## Problem requirements
Turn the part of the listing that opens with the line containing "A single point marks each instance of the floor" and closes with the line containing "<point>198,181</point>" into a JSON list of strings, one string per line, with blank lines left out.

## Listed entries
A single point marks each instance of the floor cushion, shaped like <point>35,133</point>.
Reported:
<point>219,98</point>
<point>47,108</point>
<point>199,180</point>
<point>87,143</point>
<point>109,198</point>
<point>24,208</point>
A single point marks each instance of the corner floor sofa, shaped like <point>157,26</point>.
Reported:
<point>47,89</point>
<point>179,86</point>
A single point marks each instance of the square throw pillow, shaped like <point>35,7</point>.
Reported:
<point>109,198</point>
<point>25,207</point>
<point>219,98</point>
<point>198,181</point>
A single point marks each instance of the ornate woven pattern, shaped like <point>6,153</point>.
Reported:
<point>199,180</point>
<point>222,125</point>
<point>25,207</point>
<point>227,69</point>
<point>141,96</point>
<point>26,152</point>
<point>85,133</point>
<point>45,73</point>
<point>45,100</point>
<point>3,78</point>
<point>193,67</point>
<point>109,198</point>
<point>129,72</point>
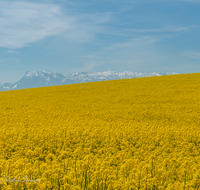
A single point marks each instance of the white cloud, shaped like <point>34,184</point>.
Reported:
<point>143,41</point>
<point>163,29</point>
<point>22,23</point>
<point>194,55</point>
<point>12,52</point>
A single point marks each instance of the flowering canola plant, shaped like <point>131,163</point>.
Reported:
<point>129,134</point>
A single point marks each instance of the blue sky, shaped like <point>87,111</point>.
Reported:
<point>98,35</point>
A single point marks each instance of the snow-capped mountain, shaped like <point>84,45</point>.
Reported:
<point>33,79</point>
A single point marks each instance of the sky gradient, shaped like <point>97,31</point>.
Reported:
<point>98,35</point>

...

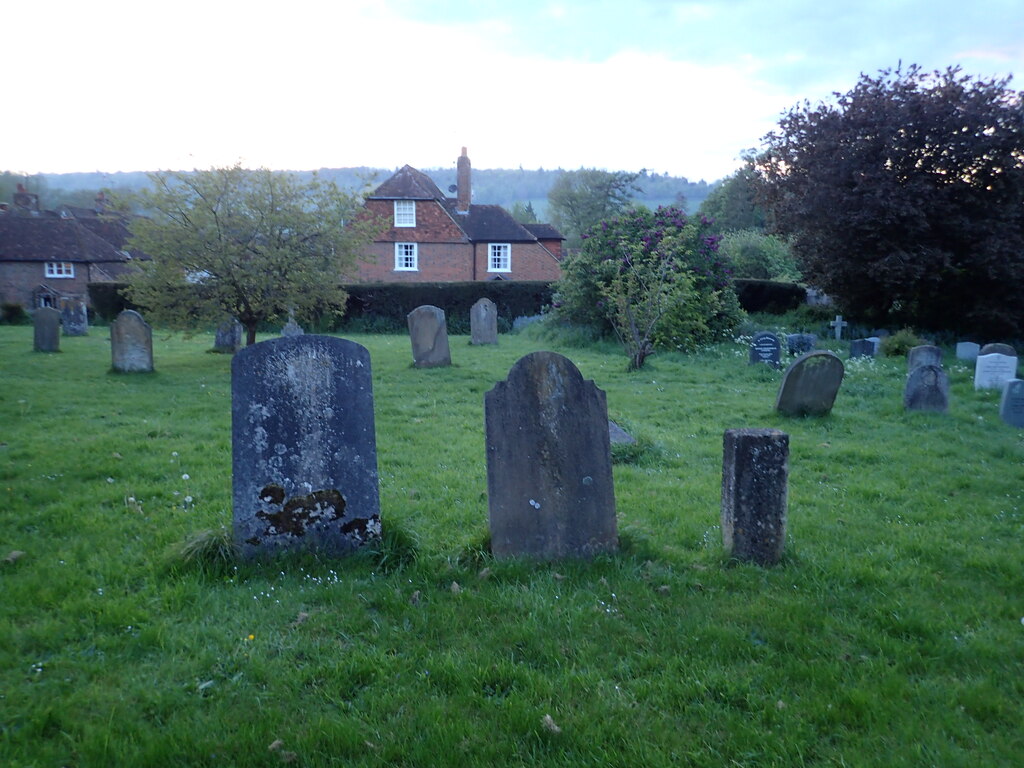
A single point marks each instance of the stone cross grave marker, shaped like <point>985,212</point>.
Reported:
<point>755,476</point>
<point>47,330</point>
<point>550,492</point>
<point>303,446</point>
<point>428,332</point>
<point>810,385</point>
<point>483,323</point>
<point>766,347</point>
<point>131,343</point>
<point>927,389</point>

* * *

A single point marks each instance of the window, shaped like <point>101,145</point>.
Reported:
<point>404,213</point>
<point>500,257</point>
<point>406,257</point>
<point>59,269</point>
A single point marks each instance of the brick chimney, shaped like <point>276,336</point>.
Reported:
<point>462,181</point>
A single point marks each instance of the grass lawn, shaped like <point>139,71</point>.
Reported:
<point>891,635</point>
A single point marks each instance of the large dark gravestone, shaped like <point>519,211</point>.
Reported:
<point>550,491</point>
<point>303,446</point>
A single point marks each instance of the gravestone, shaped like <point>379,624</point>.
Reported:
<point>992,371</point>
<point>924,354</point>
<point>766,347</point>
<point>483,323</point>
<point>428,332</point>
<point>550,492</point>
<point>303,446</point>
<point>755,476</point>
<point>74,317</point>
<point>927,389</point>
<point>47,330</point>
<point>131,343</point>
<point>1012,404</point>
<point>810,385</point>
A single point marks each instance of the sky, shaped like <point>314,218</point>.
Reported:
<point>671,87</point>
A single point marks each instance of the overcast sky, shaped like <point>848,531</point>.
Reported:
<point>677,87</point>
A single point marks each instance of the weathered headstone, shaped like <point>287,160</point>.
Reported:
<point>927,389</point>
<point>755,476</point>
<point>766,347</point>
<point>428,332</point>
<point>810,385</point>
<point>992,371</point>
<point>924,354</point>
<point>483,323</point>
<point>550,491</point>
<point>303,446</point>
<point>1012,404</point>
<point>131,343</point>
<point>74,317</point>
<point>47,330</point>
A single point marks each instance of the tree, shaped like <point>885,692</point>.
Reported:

## Output for this exercise
[
  "A single point marks each instance of the floor cushion, shaped like <point>35,133</point>.",
  "Reported:",
  "<point>219,98</point>",
  "<point>47,108</point>",
  "<point>199,180</point>",
  "<point>87,143</point>",
  "<point>109,198</point>",
  "<point>24,208</point>",
  "A single point marks each instance of the corner floor sofa, shaped like <point>157,26</point>.",
  "Reported:",
  "<point>47,89</point>",
  "<point>179,86</point>",
  "A single point marks each instance of the square throw pillow, shaped like <point>35,7</point>.",
  "Reported:",
  "<point>109,198</point>",
  "<point>25,207</point>",
  "<point>219,98</point>",
  "<point>198,181</point>"
]